• _Written task_:
Transcribe the material in full, exactly as written.

• _Provided records_:
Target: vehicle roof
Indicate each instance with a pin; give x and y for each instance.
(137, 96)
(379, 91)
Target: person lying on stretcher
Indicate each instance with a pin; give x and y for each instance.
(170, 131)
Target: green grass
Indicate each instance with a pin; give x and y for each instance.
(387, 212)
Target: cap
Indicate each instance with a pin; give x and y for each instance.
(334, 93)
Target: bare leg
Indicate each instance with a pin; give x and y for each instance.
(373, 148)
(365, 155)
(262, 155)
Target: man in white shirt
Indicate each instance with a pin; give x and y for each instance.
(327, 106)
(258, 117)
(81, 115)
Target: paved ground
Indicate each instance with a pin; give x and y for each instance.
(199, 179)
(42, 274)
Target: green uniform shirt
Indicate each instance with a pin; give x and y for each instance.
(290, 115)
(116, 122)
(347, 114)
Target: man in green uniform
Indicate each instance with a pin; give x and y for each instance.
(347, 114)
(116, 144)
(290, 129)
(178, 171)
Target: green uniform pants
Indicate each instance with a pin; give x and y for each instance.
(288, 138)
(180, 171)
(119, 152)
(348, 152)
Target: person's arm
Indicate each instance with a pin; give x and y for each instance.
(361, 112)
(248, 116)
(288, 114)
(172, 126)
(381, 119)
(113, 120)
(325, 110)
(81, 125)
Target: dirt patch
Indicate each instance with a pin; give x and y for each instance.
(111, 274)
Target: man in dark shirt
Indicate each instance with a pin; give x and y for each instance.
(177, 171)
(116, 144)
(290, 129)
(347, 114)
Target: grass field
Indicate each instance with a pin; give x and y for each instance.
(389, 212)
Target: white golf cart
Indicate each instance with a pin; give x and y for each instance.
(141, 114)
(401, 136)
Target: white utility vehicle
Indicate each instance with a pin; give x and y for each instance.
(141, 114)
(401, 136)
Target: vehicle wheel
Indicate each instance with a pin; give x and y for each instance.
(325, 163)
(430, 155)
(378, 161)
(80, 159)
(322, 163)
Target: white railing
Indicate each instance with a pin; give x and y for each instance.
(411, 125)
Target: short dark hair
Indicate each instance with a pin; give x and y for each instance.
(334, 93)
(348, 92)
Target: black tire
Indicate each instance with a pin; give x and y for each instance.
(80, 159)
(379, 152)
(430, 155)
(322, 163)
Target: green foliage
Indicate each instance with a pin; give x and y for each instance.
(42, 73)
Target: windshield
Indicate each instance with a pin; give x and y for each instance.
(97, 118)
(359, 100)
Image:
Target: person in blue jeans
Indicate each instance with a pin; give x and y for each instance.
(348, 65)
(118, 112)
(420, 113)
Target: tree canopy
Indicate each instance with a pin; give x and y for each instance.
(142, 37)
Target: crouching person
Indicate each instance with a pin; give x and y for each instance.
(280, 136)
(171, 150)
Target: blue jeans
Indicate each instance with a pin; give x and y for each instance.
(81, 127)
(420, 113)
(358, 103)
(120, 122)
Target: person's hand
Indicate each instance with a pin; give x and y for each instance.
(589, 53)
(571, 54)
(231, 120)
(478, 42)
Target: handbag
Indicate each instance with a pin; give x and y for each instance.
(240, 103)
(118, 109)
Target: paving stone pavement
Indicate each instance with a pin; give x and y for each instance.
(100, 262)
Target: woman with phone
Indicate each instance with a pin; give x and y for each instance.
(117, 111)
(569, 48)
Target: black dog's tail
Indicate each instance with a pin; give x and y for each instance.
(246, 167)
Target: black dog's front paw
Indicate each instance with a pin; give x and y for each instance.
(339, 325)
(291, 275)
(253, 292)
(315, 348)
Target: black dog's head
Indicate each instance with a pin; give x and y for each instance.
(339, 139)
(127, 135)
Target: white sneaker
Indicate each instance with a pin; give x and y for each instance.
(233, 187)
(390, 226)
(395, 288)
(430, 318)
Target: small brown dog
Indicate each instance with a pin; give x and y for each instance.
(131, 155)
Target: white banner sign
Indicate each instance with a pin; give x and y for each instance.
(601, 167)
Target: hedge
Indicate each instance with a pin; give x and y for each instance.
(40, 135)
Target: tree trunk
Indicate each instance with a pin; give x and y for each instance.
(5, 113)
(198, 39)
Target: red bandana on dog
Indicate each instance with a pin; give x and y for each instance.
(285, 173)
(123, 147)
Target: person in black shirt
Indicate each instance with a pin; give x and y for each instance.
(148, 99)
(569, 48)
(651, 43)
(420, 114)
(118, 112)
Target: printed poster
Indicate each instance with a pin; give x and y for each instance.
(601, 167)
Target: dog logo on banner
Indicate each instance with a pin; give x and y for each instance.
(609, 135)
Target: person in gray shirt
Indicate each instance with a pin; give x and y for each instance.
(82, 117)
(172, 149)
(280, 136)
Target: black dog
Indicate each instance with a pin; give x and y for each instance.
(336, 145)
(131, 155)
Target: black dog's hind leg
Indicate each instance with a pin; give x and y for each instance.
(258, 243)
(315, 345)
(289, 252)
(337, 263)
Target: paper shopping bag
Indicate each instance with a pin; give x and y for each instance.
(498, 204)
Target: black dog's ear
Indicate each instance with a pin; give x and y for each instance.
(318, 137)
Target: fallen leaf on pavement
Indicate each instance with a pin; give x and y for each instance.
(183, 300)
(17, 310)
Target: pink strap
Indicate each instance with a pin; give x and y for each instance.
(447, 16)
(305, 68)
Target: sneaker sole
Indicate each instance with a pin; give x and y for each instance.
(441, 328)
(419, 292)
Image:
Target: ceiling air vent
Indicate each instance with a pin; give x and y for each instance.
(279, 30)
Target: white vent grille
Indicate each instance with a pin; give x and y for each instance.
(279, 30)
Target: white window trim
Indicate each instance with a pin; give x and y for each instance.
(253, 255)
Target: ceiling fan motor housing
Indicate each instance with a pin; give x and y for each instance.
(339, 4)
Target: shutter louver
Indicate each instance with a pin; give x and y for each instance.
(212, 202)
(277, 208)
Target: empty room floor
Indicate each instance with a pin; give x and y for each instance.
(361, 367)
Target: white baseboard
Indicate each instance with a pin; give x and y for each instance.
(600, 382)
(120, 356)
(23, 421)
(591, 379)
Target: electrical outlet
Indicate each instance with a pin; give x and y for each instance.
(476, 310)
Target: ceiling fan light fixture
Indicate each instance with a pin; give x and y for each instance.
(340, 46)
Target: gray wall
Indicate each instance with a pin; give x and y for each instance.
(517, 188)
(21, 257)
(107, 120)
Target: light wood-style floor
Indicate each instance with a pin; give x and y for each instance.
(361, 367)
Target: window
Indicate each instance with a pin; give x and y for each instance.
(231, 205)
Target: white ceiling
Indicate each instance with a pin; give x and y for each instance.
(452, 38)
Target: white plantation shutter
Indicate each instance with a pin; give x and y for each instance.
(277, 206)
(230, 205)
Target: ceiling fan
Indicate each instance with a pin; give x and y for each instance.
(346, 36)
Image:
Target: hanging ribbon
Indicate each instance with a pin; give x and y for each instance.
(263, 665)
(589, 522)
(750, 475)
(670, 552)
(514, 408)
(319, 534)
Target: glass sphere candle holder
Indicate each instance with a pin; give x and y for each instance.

• _Written solution_:
Target: vehicle roof
Indicate each instance with a pin; give x and y for each instance.
(137, 96)
(379, 91)
Target: person lying on stretcher
Indicate each instance with a pin; give x and y for each instance.
(170, 131)
Target: green grass
Indicate each instance with a pin; give x and y for each instance.
(387, 212)
Target: cap
Indicate each instance with a pin; give x and y for each instance.
(334, 93)
Target: bare leg
Indicate each instance with a pin; give x and y for each instance.
(373, 148)
(365, 155)
(262, 155)
Target: man in white shirt
Indicate each instance with a pin; give x and y for each instance.
(327, 106)
(258, 117)
(81, 115)
Target: paved ground
Indicate each instance with a pin; give x and y for each instance.
(199, 179)
(42, 274)
Target: green uniform shirt
Indicate each instance with a pin; give x and y for each instance.
(290, 115)
(116, 122)
(347, 114)
Target: man in green uniform
Indicate each instance with a pin; give x and y for each instance.
(347, 114)
(116, 144)
(290, 129)
(178, 171)
Target: green uniform pants
Indicate each instance with a pin; give x and y for each instance.
(288, 138)
(180, 171)
(119, 152)
(348, 152)
Target: person's arm
Indicate each instance with a pin; give x and y for each instance.
(361, 112)
(248, 116)
(288, 114)
(172, 126)
(381, 119)
(113, 120)
(325, 110)
(81, 125)
Target: dirt patch
Indicate each instance with a pin; give x and y for each instance.
(111, 274)
Target: man in dark shirt
Indicate each instance with a pin; give x and y for each instance.
(177, 171)
(116, 144)
(290, 129)
(347, 114)
Target: grass field
Indicate each instance with a pin; give x and y for each instance.
(389, 212)
Target: white golf cart
Indicate each instance with a pin; give x and y for each instance.
(141, 114)
(401, 136)
Target: white utility vehicle
Indicate each instance with a pin; give x and y for each instance.
(141, 114)
(401, 136)
Target: vehicle wheel
Indicate each instance with a pin; give x and y for each instance.
(325, 163)
(430, 155)
(378, 161)
(80, 159)
(322, 163)
Target: white railing
Indicate each instance with a pin; give x and y for each instance.
(411, 125)
Target: short dark hair
Indicate each instance with a pin; give x and y for each instance.
(334, 93)
(348, 92)
Target: black tire
Indicate each instance with a pin; give x and y for each instance.
(80, 159)
(379, 152)
(430, 155)
(322, 163)
Target: green foliage
Indicate each instance with a pin; give x and y for each instance.
(42, 73)
Target: windshield
Indicate each instance with a pin; give x and y for each instance.
(97, 118)
(359, 100)
Image:
Target: person in blue jeans
Indicate each instance with a pin; give x and y for each instance.
(348, 65)
(118, 112)
(420, 113)
Target: tree canopy
Indicate each instance with a pin; give x and y for each instance.
(142, 37)
Target: crouching person
Indicate each instance with a pin; give x and y for each instance.
(280, 136)
(171, 150)
Target: blue jeans
Indicate each instance with a pin; give x and y for each instance.
(81, 127)
(420, 113)
(358, 103)
(120, 122)
Target: person's hand
Indicate each instance with a pin; give x and y for each instance.
(589, 53)
(571, 54)
(231, 120)
(478, 42)
Target: handbag
Indicate each instance with a pin; give x and y for each instance.
(240, 103)
(118, 109)
Target: paving stone pavement
Indicate each instance with a pin; give x and y for each instance.
(100, 262)
Target: woman with phone
Indicate each instance with a pin; give x and y for each instance.
(117, 111)
(569, 48)
Target: black dog's tail
Indicate each instance with a pin; give x and y for each instance.
(246, 167)
Target: black dog's front paw
Indicate each instance with a pin; give x and y for each instance.
(339, 325)
(291, 275)
(253, 292)
(315, 348)
Target: black dog's head
Indicate each instance with a pin; give x and y for each instance.
(339, 139)
(127, 135)
Target: white sneaker
Indicate each instance with a pin; give x and y for each instance.
(233, 187)
(390, 226)
(395, 288)
(430, 318)
Target: small brown dog
Indicate each instance with a pin; give x and y for each instance.
(131, 155)
Target: white banner sign
Indicate each instance with a pin; give x and y for each instance.
(601, 167)
Target: hedge
Indicate each instance with a pin; give x and y for each instance.
(40, 135)
Target: tree trunk
Indicate each instance with a pin; give x and y for each instance.
(5, 113)
(198, 39)
Target: red bandana on dog
Indicate each instance with a pin; give x and y for each instance.
(285, 173)
(123, 147)
Target: person in black shirt
Indicate each instance with a pin; give x and y for each instance.
(148, 99)
(569, 48)
(651, 43)
(420, 114)
(118, 112)
Target: printed poster
Indicate each instance with a pin; give x and y for each instance.
(601, 167)
Target: dog logo on banner
Indicate each instance with a pin; give x and y for each instance.
(609, 135)
Target: person in gray shirt
Indicate each instance with a pin; give x and y for each instance.
(82, 117)
(172, 149)
(280, 136)
Target: black dog
Indicate each instance with a pin; give x and y for each instance.
(336, 145)
(131, 155)
Target: black dog's hind leg
Indicate each instance with a pin; give x and y for each instance.
(258, 243)
(315, 345)
(289, 252)
(337, 263)
Target: paper shopping bag
Indicate each instance with a pin; give x and y for each instance.
(498, 204)
Target: black dog's ear
Indicate each instance with a pin; give x and y for each instance.
(318, 137)
Target: fallen leaf on pavement
Indicate each instance with a pin; give x and y for each instance.
(183, 300)
(17, 310)
Target: pink strap
Indicate each instance with a pin; give x and y for each instance.
(447, 16)
(305, 68)
Target: sneaker sole
Indicate each instance with a pin; give x and y for each instance.
(441, 328)
(419, 292)
Image:
Target: ceiling air vent
Indicate each instance with a pin; give x and y for each instance.
(279, 30)
Target: white vent grille
Indicate each instance with a pin; give x and y for each instance.
(279, 30)
Target: white window trim
Indicate each instance with a pin; give x and y for each instance.
(253, 255)
Target: ceiling fan motor housing
Indicate each instance with a pin; give x and y for each instance.
(339, 4)
Target: shutter louver
Indicate each instance with a pin; give x and y for each instance.
(212, 202)
(277, 208)
Target: empty room floor
Indicate each instance with a pin; give x and y for each instance.
(361, 367)
Target: white baseboard
Indicate each instance with a pin; give x and y for each instance.
(600, 382)
(120, 356)
(23, 421)
(591, 379)
Target: electrical outlet
Indicate each instance with a pin; give x and y for each instance.
(476, 310)
Target: ceiling fan light fixture
Indicate each instance with a pin; give x and y for each instance.
(340, 46)
Target: gray wall
Indicate each instance with a pin; give x and y for each instance.
(517, 188)
(21, 257)
(107, 120)
Target: light wood-style floor
Indicate each instance with a pin; give x and y for each instance.
(361, 367)
Target: window
Indicate each instance with a pin; give x and y for each instance.
(231, 205)
Target: white ceiling
Indicate each instance with a pin; give x and y for each instance.
(452, 38)
Target: white plantation shutter
Indicate each instance with a pin; give x and y for each instance.
(277, 206)
(230, 205)
Target: ceiling fan
Indicate each instance with a pin; give x and y for each instance.
(346, 36)
Image:
Target: hanging ribbon
Indicate each instance with a pin; give x and y for each instance.
(263, 665)
(589, 522)
(750, 475)
(670, 552)
(514, 408)
(319, 534)
Target: glass sphere candle holder
Indicate each instance with a pin; give x and y for each instance.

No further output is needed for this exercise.